Print out the data below in full, exactly as written.
[DATASET — start]
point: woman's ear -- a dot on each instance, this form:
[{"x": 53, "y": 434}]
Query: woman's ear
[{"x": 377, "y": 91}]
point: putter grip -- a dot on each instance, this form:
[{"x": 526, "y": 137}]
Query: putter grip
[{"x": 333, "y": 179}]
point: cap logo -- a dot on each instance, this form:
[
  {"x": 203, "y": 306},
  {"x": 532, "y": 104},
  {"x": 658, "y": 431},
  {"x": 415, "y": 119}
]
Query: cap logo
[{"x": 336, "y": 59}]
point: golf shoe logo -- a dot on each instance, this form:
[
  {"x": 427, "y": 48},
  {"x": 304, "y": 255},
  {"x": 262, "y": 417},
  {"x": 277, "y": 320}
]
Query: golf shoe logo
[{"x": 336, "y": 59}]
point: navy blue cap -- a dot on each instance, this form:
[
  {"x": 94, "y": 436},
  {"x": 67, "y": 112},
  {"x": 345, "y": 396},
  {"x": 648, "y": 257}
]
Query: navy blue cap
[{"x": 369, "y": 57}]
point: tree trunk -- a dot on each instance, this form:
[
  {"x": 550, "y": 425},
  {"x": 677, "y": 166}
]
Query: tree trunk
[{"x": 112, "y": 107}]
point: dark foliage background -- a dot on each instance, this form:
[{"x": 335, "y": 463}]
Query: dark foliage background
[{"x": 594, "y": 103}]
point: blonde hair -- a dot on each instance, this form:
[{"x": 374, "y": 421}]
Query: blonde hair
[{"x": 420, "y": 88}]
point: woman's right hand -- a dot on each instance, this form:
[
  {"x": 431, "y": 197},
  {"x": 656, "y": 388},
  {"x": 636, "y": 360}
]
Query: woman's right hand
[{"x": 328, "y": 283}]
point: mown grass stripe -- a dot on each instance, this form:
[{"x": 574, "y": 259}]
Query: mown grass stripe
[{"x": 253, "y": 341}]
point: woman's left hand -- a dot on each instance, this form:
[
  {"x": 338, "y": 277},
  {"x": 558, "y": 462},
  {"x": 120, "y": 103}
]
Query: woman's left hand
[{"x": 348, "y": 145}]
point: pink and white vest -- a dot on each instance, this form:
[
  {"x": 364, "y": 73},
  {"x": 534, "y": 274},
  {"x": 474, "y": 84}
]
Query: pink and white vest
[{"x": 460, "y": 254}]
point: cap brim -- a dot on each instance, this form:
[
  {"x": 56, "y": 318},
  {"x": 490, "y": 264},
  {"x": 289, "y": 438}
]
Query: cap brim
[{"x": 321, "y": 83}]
[DATASET — finish]
**RESULT FOR THIS EXERCISE:**
point: woman's ear -- a dot on each instance, this form:
[{"x": 53, "y": 434}]
Query: woman's ear
[{"x": 377, "y": 91}]
point: putter grip -- a dot on each instance, this form:
[{"x": 526, "y": 137}]
Query: putter grip
[{"x": 333, "y": 179}]
point: cap logo -- a dot on each instance, this form:
[
  {"x": 203, "y": 306},
  {"x": 532, "y": 104},
  {"x": 658, "y": 431},
  {"x": 415, "y": 119}
]
Query: cap logo
[{"x": 336, "y": 59}]
point: golf shoe logo -- a dot on each instance, this form:
[
  {"x": 427, "y": 48},
  {"x": 304, "y": 255},
  {"x": 262, "y": 417},
  {"x": 277, "y": 320}
]
Query: golf shoe logo
[{"x": 336, "y": 59}]
point: navy blue cap -- a dot on each instance, this form:
[
  {"x": 94, "y": 436},
  {"x": 67, "y": 112},
  {"x": 345, "y": 396},
  {"x": 648, "y": 257}
]
Query: navy blue cap
[{"x": 369, "y": 57}]
point: tree trunk -- a dot on each instance, this form:
[
  {"x": 550, "y": 425},
  {"x": 677, "y": 166}
]
Query: tree trunk
[{"x": 112, "y": 107}]
point: dark foliage background -- a dot on each instance, this form:
[{"x": 335, "y": 463}]
Query: dark foliage background
[{"x": 594, "y": 103}]
point: blonde hair -- a dot on each instance, this form:
[{"x": 374, "y": 421}]
Query: blonde hair
[{"x": 420, "y": 88}]
point: woman's right hand -- a dot on each instance, this form:
[
  {"x": 431, "y": 197},
  {"x": 656, "y": 388},
  {"x": 636, "y": 360}
]
Query: woman's right hand
[{"x": 328, "y": 283}]
point: mown grass stripe -- a dot on each instance, this form:
[{"x": 574, "y": 259}]
Query: mown grass stripe
[{"x": 253, "y": 341}]
point: woman's left hand -- a dot on each instance, this form:
[
  {"x": 338, "y": 277},
  {"x": 558, "y": 462},
  {"x": 120, "y": 103}
]
Query: woman's left hand
[{"x": 348, "y": 145}]
point: pink and white vest -- a dot on each instance, this form:
[
  {"x": 364, "y": 73},
  {"x": 534, "y": 274},
  {"x": 474, "y": 84}
]
Query: pink and white vest
[{"x": 460, "y": 254}]
point: cap brim -- a dot on each instance, this form:
[
  {"x": 56, "y": 318},
  {"x": 490, "y": 264},
  {"x": 289, "y": 438}
]
Query: cap brim
[{"x": 321, "y": 83}]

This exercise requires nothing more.